### Page text

■ ■ ■ ■ ■

The Federal Communications Commission proposed on Thursday to further limit purchases of equipment from Huawei, ZTE and other Chinese companies deemed a risk to national security. It's the latest move by the US government to limit the use of Chinese providers of 5G wireless and other technologies.
The FCC voted unanimously to move forward with the proposed ban, which would prohibit all future authorizations of telecommunications and video surveillance equipment from five companies deemed a security threat. The proposal also weighs whether to revoke prior authorizations, meaning affected equipment would need to be removed from networks.
"We are taking direct action to exclude untrusted equipment and vendors from communications networks both at home and abroad," FCC Acting Chair Jessica Rosenworcel said in a statement.
A Huawei representative called the FCC's action "misguided and unnecessarily punitive." He added, "Blocking the purchase of equipment, based on a 'predictive judgement,' related to country of origin or brand is without merit, discriminatory and will do nothing to protect the integrity of U.S. communications networks or supply chains."
ZTE didn't immediately respond to a request for comment.
The agency's move Thursday is part of a greater effort by the United States government to crack down on China's role in US telecommunications, amid worry that equipment or services operated by Chinese companies with close ties to the Chinese government could be used for espionage against Americans.
Like the Trump administration before him, US President Joe Biden is taking a tougher stance regarding China's role as a leader in 5G wireless technology and the country's use of technology to surveil its citizens.
National security agencies have warned of the dangers of using gear from China's Huawei and ZTE. They've also warned against letting Chinese telecommunications companies have operations in the US. Politicians on Capitol Hill have been sounding the alarm, too.

■ ■ ■ ■ ■

### Dataset

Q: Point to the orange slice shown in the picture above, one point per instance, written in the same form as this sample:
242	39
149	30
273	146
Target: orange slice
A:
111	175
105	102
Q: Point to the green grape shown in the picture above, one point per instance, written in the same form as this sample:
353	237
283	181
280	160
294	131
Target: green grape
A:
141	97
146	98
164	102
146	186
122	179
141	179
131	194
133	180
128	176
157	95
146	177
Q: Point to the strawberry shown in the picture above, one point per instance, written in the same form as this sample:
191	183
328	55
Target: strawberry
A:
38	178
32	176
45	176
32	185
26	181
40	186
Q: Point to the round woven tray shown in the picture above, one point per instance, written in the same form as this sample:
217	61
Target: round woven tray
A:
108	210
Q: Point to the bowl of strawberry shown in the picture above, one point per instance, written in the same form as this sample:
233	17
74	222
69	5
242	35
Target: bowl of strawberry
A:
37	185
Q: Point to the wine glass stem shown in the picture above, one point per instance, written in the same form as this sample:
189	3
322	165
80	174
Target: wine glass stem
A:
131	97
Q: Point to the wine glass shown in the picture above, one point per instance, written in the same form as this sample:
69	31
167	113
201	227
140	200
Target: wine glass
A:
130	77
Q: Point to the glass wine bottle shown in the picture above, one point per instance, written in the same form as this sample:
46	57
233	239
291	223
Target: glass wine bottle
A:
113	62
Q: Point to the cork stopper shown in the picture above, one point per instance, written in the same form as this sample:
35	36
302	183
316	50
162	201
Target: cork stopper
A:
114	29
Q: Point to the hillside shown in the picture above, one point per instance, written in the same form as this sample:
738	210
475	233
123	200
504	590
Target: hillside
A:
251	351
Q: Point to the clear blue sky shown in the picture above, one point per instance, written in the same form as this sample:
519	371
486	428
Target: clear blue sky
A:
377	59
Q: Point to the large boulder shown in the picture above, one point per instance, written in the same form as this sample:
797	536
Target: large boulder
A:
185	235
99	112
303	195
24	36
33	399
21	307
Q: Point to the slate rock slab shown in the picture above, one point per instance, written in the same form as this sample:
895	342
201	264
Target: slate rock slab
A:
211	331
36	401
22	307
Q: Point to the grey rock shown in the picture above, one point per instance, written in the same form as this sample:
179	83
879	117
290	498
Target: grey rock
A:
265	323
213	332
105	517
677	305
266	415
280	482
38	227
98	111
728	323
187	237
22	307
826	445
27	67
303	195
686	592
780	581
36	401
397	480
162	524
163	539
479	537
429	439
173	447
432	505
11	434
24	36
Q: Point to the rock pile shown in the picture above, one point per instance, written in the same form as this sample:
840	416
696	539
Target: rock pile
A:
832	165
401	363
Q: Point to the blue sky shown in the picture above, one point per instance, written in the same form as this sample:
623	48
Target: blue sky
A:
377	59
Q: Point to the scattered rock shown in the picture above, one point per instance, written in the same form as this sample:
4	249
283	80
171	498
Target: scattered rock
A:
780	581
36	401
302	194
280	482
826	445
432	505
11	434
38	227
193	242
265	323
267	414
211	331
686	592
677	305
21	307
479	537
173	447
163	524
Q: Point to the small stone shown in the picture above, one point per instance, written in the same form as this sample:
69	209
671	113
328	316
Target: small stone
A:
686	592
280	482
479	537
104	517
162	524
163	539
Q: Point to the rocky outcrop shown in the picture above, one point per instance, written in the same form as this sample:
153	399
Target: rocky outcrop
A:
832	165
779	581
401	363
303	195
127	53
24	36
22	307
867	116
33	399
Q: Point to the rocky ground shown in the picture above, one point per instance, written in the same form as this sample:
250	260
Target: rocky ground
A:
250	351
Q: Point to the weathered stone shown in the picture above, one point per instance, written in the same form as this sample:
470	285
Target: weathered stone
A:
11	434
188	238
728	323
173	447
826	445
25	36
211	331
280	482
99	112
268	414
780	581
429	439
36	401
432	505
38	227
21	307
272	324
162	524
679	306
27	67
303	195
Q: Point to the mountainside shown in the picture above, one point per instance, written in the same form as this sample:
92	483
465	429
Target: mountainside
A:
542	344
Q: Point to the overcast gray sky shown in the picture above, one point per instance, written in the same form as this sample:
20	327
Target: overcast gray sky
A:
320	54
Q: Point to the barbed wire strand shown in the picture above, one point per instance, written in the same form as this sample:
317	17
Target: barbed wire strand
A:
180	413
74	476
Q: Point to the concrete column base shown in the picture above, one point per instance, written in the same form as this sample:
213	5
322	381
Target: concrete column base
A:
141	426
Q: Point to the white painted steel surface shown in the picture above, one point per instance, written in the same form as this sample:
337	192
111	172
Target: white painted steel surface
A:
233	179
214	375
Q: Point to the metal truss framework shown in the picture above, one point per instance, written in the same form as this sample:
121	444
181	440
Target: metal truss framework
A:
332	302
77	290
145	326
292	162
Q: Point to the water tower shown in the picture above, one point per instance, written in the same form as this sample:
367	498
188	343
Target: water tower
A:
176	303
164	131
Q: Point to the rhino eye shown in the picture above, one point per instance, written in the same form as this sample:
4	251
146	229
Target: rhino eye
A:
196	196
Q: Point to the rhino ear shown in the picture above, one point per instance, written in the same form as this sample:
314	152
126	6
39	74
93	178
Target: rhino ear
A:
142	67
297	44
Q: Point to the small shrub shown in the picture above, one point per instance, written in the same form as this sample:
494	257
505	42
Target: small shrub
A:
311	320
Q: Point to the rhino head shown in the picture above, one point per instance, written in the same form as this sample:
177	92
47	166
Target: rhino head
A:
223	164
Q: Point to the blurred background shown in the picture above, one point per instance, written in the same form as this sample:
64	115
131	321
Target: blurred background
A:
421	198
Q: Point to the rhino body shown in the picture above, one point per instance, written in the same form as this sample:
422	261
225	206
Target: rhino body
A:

■ ■ ■ ■ ■

### Questions
1. In the FCC article, why is the US government cracking down on China's role in US telecommunications? Answer in one to three sentences.
2. Reproduce the FCC article from "ZTE didn't immediately" up to and including "espionage against Americans.".
The listing above comes from a separate source unrelated to the FCC article.

### Solutions for each task
1. There is concern that equipment or services run by Chinese companies with close ties to the Chinese government could be used for espionage against Americans.

2.
ZTE didn't immediately respond to a request for comment.
The agency's move Thursday is part of a greater effort by the United States government to crack down on China's role in US telecommunications, amid worry that equipment or services operated by Chinese companies with close ties to the Chinese government could be used for espionage against Americans.